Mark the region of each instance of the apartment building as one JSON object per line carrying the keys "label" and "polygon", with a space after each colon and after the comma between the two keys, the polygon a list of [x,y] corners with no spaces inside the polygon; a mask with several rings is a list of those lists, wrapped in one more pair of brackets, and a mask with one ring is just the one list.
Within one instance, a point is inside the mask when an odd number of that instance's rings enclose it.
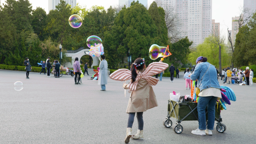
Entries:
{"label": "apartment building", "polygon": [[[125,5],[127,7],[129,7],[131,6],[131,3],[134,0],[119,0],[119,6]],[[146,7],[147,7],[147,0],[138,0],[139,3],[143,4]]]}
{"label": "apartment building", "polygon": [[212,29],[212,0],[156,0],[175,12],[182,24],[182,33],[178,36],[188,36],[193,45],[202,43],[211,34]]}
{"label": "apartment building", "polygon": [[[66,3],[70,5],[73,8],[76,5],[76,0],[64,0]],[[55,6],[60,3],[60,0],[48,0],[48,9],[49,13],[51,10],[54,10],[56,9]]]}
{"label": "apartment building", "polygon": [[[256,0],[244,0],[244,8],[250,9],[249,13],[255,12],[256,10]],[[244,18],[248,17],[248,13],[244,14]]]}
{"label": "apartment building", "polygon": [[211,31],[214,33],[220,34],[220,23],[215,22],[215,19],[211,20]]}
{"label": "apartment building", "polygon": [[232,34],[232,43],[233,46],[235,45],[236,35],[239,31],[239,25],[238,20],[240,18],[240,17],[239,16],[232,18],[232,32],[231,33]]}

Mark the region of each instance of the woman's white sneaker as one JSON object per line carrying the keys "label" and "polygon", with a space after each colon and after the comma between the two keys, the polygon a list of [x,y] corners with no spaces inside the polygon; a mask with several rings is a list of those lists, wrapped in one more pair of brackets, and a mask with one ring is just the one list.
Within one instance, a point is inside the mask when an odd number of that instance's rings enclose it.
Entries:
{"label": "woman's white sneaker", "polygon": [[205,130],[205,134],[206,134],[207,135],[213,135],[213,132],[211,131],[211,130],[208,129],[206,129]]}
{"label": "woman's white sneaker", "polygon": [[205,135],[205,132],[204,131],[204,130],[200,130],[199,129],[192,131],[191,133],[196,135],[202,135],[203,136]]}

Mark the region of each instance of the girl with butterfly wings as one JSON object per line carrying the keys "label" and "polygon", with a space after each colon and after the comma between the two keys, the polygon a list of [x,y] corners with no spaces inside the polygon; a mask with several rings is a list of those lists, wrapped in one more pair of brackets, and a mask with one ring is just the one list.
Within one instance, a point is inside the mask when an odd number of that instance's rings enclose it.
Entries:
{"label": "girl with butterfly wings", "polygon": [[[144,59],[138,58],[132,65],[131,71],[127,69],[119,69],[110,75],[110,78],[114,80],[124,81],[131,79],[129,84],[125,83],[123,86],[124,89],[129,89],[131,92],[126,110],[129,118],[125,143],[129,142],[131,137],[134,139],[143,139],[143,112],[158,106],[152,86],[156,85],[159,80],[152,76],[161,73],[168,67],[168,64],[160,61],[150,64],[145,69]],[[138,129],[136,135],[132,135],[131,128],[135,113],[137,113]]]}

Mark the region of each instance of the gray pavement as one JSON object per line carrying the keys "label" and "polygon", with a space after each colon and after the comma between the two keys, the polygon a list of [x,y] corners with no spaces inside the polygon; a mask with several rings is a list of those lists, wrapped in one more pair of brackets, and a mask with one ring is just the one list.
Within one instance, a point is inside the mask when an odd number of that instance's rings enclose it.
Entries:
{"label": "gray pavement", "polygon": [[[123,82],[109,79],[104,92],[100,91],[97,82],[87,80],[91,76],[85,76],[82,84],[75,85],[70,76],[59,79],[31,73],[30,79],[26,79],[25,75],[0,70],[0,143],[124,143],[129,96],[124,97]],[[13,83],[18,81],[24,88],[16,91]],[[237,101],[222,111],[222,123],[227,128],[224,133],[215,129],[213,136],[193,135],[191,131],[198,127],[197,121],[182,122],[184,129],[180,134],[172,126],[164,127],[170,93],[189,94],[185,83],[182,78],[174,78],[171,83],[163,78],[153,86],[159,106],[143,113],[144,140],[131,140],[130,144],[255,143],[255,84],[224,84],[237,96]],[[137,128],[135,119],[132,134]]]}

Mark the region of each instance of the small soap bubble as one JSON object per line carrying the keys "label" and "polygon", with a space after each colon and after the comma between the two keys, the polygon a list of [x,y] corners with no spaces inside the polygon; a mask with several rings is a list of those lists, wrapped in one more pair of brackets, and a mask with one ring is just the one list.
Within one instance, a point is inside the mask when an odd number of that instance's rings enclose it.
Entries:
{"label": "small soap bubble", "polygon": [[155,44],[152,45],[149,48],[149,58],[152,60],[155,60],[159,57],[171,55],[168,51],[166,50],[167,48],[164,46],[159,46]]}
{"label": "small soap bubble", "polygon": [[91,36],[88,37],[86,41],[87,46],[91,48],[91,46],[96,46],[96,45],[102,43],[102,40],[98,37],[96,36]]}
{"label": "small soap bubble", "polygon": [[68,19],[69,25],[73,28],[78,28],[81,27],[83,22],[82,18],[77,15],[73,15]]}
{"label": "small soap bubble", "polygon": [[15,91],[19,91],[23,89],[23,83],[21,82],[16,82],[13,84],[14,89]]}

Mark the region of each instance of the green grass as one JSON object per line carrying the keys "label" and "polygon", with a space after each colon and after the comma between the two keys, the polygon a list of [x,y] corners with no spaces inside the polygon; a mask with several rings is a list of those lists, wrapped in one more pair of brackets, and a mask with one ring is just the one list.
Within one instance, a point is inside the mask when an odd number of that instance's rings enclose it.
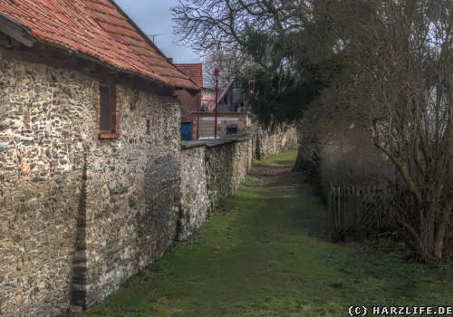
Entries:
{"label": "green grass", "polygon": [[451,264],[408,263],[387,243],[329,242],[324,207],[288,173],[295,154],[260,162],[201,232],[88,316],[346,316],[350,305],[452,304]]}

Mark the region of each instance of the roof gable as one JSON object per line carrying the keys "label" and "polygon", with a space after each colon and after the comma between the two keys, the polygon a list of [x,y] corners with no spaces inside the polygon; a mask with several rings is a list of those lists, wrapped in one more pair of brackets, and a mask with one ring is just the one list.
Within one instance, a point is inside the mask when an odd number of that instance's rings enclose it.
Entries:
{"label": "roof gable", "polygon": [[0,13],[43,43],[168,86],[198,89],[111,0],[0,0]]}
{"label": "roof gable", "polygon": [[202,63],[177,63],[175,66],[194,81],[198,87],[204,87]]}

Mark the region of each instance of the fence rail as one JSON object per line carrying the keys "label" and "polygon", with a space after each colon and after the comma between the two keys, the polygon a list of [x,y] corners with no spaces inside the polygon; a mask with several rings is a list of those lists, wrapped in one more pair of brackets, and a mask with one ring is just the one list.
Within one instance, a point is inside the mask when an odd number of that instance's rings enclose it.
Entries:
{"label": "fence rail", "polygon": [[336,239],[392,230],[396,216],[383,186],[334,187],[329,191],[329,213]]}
-*-*-
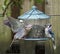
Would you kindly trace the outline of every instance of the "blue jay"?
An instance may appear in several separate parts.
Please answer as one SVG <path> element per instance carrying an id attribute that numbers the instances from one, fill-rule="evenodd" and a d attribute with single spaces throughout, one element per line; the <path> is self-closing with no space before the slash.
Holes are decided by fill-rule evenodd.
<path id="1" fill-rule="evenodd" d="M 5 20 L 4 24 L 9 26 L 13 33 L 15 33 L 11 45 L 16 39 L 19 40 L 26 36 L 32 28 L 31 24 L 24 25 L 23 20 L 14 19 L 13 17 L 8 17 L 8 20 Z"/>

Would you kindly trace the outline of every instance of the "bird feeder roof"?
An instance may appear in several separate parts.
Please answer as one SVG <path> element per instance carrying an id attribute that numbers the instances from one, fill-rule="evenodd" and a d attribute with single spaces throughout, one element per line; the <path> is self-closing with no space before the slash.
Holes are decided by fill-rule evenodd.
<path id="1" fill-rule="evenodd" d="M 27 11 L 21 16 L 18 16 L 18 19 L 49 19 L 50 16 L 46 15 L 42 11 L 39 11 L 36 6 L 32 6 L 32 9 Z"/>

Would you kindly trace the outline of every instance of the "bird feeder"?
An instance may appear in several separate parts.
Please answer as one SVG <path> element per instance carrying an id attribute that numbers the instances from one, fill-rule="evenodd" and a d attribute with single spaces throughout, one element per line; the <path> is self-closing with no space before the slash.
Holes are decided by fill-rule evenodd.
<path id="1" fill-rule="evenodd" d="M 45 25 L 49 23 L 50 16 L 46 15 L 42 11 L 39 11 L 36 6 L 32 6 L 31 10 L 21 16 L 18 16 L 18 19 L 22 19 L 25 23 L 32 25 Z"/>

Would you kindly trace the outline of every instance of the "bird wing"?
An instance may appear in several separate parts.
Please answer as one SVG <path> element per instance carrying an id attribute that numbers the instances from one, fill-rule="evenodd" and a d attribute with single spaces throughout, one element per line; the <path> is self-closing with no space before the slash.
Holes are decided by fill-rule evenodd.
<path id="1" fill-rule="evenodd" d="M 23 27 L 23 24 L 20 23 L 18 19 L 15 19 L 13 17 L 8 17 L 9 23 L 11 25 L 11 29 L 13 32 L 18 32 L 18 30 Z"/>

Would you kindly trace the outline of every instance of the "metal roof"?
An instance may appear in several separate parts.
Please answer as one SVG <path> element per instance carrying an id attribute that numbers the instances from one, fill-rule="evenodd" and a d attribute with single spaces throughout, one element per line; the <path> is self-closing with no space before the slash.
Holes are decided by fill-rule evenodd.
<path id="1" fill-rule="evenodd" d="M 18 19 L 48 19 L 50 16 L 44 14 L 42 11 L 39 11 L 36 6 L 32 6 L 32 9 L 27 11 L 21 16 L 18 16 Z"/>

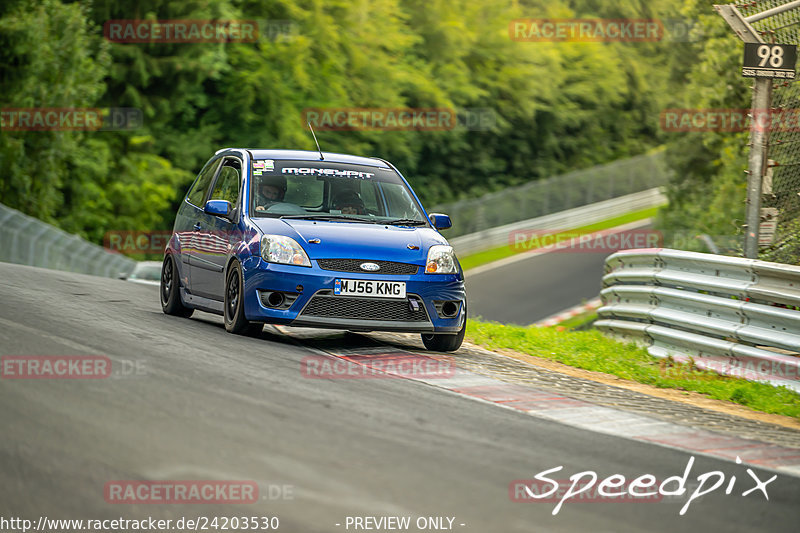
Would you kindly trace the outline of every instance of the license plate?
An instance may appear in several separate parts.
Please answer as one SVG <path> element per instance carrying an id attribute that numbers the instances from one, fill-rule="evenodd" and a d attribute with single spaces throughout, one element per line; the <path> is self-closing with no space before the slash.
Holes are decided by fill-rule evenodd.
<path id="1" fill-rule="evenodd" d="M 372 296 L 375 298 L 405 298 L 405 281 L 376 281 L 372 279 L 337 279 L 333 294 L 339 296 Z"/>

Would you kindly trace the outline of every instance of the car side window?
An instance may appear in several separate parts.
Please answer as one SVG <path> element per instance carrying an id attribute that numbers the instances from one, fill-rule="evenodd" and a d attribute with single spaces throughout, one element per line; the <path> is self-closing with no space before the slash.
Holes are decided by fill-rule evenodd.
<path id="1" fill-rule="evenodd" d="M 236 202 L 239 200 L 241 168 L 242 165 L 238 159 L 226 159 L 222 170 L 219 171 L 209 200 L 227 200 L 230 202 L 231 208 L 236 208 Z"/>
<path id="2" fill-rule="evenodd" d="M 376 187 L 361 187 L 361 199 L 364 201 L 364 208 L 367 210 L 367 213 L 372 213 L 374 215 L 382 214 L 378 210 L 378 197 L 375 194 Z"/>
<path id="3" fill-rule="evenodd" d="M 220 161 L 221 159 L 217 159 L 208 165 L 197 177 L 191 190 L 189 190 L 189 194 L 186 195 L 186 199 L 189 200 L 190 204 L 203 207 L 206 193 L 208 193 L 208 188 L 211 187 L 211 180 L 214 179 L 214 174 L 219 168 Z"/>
-*-*-
== Goal ==
Could you write out the stretch of lines from the one containing "car side window?" through the one containing "220 161 L 221", replacing "outline" with "contour" and leaving everything else as it is?

== Complete answer ==
Would you kindly trace the contour of every instance of the car side window?
An instance may appear in several separate parts.
Please answer as one SVG <path> element per instance carrying an id attribute that numbers the instances from one, fill-rule="evenodd" and a d attribute with single spaces throughout, one element per line; the <path> is self-closing with no space before the slash.
Holes are decided by fill-rule evenodd.
<path id="1" fill-rule="evenodd" d="M 236 202 L 239 200 L 241 168 L 242 165 L 238 159 L 226 159 L 222 170 L 219 171 L 209 200 L 227 200 L 230 202 L 231 208 L 236 208 Z"/>
<path id="2" fill-rule="evenodd" d="M 376 187 L 361 187 L 361 199 L 364 201 L 364 208 L 367 210 L 367 213 L 372 213 L 374 215 L 382 214 L 378 210 L 378 197 L 375 194 Z"/>
<path id="3" fill-rule="evenodd" d="M 220 161 L 221 159 L 217 159 L 208 165 L 197 177 L 191 190 L 189 190 L 189 194 L 186 195 L 186 199 L 189 200 L 190 204 L 203 207 L 206 193 L 208 193 L 208 188 L 211 187 L 211 180 L 214 179 L 214 174 L 219 168 Z"/>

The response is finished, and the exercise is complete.